Data for review section start

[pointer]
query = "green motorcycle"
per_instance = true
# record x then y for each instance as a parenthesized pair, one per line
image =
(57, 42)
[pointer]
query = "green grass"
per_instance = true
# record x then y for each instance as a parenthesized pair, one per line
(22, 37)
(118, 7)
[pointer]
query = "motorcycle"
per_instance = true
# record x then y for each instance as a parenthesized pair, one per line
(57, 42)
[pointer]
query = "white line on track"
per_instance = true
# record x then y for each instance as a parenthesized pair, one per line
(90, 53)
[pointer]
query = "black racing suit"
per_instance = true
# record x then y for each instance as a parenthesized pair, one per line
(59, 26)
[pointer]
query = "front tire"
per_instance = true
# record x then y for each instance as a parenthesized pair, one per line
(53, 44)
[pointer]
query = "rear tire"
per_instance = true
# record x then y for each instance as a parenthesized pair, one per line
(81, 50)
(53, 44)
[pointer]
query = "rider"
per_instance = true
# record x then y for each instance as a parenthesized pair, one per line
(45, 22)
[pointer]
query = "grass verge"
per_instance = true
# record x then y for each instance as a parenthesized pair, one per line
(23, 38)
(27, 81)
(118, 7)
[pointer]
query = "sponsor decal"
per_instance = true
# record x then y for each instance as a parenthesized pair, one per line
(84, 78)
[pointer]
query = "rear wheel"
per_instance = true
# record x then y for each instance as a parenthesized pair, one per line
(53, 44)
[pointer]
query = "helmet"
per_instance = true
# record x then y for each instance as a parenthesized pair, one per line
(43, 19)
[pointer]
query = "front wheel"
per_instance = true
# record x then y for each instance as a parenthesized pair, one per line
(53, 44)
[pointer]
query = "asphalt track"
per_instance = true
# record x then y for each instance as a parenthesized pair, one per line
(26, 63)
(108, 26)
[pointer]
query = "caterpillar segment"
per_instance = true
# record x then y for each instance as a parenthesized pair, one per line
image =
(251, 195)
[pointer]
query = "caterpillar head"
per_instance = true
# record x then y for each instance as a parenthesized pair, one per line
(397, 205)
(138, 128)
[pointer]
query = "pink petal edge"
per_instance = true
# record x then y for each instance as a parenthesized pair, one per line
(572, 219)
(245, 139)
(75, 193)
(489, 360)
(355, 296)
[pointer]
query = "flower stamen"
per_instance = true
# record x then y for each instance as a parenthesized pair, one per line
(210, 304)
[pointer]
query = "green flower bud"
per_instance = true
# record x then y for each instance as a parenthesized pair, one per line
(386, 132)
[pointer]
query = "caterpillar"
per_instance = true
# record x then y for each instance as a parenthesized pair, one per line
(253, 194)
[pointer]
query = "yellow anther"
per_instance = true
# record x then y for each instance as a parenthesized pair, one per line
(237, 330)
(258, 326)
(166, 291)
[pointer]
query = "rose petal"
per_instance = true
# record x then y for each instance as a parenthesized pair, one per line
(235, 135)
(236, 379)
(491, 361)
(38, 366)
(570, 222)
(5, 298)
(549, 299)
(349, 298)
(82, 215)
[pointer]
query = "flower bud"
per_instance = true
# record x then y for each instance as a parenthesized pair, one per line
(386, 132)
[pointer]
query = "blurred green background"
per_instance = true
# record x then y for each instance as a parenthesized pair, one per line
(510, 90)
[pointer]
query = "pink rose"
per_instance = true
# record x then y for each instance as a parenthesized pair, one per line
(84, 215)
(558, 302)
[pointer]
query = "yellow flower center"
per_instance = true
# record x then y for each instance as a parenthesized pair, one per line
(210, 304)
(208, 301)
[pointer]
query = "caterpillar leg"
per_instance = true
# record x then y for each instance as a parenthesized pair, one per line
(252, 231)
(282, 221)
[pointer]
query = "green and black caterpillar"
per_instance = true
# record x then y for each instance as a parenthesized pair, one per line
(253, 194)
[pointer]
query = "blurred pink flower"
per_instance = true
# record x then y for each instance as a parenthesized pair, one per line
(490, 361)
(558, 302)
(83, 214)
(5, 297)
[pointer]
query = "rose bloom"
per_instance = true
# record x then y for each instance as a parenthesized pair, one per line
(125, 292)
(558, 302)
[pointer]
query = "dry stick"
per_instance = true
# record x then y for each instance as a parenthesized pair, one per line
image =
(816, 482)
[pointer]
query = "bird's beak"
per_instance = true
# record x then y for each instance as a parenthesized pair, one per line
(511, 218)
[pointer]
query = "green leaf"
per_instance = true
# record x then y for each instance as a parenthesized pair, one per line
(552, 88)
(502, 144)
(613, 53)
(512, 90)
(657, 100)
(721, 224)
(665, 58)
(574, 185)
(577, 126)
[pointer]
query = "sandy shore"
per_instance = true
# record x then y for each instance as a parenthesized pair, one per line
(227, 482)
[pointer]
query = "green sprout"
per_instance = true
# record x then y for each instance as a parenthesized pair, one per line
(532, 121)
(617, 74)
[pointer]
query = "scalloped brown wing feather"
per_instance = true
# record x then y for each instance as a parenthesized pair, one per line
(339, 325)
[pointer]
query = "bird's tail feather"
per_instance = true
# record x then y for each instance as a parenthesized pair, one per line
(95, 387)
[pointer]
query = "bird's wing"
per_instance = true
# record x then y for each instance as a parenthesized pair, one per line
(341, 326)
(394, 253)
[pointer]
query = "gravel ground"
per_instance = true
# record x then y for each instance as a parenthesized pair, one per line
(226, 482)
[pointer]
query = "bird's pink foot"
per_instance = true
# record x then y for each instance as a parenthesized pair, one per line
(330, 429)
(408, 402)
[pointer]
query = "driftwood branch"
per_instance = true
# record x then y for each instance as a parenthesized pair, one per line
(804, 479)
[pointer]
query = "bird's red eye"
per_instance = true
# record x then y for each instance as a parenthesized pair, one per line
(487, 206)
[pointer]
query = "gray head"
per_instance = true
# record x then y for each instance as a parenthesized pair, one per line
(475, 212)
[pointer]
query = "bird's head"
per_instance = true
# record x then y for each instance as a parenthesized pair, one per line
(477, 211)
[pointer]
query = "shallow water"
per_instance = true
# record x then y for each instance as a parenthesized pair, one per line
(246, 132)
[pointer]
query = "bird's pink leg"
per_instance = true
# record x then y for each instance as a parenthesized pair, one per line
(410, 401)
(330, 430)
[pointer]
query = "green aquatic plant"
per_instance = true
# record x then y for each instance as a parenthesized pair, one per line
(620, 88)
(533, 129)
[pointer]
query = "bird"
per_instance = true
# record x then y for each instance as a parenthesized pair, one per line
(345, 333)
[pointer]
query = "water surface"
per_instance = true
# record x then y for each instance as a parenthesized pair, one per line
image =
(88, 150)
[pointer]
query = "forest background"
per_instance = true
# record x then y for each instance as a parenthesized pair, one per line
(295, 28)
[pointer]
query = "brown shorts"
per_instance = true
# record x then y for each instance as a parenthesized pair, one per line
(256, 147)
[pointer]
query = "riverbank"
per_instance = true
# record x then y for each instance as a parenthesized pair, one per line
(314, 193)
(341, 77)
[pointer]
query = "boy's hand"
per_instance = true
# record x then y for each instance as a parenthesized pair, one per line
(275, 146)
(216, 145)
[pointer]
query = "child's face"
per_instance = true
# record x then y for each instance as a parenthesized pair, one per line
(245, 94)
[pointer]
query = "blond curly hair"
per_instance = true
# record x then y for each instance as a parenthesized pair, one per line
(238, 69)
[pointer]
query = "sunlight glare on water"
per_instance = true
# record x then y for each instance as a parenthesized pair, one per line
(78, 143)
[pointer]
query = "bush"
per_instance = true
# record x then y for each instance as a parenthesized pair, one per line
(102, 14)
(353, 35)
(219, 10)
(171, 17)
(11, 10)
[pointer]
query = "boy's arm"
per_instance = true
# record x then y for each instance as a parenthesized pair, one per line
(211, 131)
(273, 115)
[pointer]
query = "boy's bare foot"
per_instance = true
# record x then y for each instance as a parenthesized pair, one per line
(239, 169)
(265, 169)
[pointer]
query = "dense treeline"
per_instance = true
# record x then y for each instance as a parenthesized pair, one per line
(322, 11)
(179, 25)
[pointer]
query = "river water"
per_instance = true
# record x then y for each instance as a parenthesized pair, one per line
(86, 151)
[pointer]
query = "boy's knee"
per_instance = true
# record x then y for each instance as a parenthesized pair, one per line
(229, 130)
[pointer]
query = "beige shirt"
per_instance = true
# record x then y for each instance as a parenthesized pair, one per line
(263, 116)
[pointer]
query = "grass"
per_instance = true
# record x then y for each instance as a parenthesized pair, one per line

Data for review section end

* _Goal of the exercise_:
Read through the data above. Report each line that has the word "motorcycle".

* _Answer_:
query = "green motorcycle"
query = "motorcycle"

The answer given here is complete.